## Te beoordelen tekst
====
Uittreden uit de centrumregeling a. De uittredingskosten zijn, conform artikel 11 van de centrumregeling, de kosten die te maken hebben met (de afbouw van) de overcapaciteit die kan ontstaan in de personele en de materiële sfeer. Deze komen eveneens ten laste van de uittredende regiogemeente en worden alleen in rekening gebracht als de regiogemeente daadwerkelijk besluit uit te treden. Basis voor de desintegratie uittredingskostenberekening zijn de gemiddelde realisatiecijfers (balans, exploitatiecijfers, overige cijfers) van de drie jaren voorafgaand aan het jaar waarin het voornemen tot uittreden kenbaar wordt gemaakt. De kosten die niet direct aan de uittredende partij kunnen worden toegerekend, worden berekend door totalen per kostensoort naar rato te berekenen.
====
## Werkopdracht
Schrijf de tekst hierboven over het uittreden uit de centrumregeling verder vanaf de laatste zin. De rijen hieronder staan helemaal los van de tekst.
====
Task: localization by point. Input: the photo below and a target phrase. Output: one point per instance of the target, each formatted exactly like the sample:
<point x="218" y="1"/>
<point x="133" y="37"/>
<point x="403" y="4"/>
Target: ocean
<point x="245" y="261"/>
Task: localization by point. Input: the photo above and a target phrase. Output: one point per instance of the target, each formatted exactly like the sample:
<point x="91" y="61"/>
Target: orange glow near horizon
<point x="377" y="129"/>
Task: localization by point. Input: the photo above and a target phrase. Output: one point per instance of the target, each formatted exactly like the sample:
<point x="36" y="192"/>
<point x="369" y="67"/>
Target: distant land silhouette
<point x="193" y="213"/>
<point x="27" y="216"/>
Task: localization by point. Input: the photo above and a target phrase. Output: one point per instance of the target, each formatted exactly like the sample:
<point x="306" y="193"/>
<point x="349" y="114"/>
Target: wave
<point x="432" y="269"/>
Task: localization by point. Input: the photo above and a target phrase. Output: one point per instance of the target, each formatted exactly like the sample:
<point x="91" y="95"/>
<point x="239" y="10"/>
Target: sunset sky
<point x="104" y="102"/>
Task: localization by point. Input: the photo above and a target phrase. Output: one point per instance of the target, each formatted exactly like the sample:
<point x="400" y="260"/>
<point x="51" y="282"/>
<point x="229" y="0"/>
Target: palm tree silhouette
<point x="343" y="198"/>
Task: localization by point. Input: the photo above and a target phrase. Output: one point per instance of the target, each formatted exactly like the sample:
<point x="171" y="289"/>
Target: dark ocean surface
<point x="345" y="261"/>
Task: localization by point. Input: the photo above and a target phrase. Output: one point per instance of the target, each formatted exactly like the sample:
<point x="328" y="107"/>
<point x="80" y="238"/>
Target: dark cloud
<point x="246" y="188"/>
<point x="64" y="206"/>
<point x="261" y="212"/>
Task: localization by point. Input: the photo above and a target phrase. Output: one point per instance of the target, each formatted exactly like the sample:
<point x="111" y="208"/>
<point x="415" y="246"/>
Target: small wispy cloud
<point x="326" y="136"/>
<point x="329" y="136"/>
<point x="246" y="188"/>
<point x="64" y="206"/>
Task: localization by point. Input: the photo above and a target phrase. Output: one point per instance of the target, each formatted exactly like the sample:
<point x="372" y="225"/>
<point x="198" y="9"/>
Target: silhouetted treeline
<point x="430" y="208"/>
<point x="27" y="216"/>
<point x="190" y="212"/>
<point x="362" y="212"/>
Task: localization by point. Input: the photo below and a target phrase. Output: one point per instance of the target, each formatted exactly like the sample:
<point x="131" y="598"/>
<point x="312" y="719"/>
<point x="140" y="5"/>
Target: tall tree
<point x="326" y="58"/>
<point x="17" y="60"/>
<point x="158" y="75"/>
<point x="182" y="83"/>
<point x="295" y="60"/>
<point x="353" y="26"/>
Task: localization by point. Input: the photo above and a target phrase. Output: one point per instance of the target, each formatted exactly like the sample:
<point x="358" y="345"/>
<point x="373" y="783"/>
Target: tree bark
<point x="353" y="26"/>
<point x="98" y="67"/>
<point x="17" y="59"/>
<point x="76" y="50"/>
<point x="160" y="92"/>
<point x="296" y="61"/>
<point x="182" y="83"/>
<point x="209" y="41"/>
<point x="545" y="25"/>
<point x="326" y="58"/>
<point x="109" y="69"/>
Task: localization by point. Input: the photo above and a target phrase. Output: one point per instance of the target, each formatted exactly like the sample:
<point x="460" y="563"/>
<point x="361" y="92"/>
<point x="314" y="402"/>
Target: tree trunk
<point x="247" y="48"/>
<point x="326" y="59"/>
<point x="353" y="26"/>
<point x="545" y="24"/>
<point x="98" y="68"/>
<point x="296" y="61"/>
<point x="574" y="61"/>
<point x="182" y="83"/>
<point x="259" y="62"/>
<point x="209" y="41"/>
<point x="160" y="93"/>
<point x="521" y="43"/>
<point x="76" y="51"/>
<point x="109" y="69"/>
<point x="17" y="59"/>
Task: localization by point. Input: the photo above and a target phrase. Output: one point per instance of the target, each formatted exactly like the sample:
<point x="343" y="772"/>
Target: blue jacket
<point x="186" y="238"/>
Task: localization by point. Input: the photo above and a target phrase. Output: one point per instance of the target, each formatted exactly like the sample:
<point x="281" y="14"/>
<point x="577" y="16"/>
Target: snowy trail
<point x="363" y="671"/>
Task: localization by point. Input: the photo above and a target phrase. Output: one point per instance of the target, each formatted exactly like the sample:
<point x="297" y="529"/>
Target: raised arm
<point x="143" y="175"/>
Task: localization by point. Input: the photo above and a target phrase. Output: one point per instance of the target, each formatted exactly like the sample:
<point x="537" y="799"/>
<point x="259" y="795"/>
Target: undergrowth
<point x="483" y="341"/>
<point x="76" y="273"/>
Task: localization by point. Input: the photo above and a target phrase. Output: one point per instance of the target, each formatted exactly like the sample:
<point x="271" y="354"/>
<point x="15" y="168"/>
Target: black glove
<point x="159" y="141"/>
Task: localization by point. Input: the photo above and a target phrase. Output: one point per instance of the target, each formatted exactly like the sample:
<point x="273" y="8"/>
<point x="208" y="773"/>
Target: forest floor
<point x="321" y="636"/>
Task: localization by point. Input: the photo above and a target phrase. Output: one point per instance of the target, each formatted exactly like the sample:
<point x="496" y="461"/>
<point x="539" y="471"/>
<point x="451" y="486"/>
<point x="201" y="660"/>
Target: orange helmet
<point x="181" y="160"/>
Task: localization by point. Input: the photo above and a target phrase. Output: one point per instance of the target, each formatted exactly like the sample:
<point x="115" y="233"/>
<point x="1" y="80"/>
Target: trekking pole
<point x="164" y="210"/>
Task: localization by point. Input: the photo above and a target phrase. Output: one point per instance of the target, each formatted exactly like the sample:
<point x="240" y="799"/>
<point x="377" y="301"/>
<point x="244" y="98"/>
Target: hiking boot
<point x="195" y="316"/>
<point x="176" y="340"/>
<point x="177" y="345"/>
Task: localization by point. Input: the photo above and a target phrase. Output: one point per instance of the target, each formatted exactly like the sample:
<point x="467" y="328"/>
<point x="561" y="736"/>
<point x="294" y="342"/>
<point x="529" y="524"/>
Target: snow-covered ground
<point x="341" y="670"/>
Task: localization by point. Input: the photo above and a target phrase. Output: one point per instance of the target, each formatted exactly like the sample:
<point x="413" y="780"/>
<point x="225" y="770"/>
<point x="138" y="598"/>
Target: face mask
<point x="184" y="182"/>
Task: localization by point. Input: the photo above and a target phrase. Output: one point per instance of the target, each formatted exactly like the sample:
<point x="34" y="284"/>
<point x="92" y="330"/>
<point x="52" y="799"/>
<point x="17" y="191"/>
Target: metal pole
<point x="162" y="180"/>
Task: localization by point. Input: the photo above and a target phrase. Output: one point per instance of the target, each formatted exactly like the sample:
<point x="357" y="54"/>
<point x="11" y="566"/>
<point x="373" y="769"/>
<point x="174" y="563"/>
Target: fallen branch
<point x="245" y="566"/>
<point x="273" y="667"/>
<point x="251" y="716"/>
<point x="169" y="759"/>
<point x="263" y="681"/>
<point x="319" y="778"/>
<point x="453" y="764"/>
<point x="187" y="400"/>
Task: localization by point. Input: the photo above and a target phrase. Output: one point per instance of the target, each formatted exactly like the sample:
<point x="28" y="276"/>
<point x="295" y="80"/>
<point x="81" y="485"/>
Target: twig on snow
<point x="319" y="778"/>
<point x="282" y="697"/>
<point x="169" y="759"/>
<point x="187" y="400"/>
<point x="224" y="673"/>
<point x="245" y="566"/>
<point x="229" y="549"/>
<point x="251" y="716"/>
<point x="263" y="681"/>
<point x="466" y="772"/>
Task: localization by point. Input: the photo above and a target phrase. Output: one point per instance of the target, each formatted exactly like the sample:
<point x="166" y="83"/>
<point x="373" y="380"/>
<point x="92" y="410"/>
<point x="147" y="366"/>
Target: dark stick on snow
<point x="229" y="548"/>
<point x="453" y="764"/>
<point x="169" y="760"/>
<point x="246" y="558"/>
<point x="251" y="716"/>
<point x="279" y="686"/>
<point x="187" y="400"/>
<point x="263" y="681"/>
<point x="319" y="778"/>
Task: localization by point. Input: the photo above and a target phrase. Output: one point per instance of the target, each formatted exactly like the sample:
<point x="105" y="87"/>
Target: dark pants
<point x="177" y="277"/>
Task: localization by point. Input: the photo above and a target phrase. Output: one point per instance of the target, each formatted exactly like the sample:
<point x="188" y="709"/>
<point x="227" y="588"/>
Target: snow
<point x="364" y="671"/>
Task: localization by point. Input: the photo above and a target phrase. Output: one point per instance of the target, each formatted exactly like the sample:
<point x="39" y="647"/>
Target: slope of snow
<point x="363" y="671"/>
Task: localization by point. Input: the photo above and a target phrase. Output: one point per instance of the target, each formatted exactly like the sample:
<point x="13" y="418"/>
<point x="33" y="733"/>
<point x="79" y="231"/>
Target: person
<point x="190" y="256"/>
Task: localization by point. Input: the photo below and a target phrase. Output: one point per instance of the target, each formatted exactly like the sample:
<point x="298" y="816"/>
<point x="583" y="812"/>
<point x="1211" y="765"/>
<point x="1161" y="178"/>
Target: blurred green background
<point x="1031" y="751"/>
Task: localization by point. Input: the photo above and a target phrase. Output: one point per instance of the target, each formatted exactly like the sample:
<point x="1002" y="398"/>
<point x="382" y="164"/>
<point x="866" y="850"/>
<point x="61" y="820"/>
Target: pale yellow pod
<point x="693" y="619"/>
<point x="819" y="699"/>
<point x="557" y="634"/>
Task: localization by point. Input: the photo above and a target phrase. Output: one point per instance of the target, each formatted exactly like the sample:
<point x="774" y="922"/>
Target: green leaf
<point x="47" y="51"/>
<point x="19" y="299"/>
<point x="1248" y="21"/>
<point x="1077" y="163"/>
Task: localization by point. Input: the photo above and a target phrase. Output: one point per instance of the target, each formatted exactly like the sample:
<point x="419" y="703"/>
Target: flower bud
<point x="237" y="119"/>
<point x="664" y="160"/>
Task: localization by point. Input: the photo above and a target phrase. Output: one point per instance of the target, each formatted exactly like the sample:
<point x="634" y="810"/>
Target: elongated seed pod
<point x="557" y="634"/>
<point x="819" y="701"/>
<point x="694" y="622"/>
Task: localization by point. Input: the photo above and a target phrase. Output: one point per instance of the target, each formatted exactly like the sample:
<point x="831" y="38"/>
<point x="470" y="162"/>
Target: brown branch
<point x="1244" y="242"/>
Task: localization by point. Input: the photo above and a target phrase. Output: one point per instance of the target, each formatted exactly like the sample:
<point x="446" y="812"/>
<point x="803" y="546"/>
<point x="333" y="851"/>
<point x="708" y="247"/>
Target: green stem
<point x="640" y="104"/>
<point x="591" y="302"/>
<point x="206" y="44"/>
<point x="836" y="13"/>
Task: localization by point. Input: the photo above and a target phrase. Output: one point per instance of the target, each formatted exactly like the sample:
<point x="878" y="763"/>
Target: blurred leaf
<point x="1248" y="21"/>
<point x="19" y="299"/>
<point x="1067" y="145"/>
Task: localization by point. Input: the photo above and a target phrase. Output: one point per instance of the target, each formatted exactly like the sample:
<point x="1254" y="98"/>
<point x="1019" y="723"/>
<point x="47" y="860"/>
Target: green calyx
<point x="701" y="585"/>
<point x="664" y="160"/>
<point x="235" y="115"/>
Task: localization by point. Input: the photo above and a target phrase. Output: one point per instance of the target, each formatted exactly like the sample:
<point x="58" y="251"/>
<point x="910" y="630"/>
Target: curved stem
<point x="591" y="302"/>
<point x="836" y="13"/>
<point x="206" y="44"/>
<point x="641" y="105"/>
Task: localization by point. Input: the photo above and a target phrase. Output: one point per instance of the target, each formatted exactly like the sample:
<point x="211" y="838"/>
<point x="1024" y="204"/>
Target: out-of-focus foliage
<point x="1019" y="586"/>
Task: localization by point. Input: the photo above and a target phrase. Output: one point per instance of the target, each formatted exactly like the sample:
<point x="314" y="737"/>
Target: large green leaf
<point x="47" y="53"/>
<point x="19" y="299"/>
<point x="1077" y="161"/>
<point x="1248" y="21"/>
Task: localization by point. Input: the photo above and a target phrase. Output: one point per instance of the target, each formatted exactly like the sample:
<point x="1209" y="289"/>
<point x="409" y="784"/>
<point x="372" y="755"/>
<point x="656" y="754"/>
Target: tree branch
====
## Antwoord
b. Een deelnemer die uittreedt ontvangt conform artikel 11, lid 5 van de centrumregeling een eindafrekening met een verrekening van de voorschotten en de daadwerkelijk gemaakte en te maken kosten.
c. In de bedoelde eindafrekening van voorgaande lid worden ook de kosten opgenomen die verband houden met de uittreding.
d. De bedoelde kosten uit voorgaande lid worden vastgesteld door een door Nijmegen en de uittredende deelnemer gezamenlijk aan te wijzen deskundige.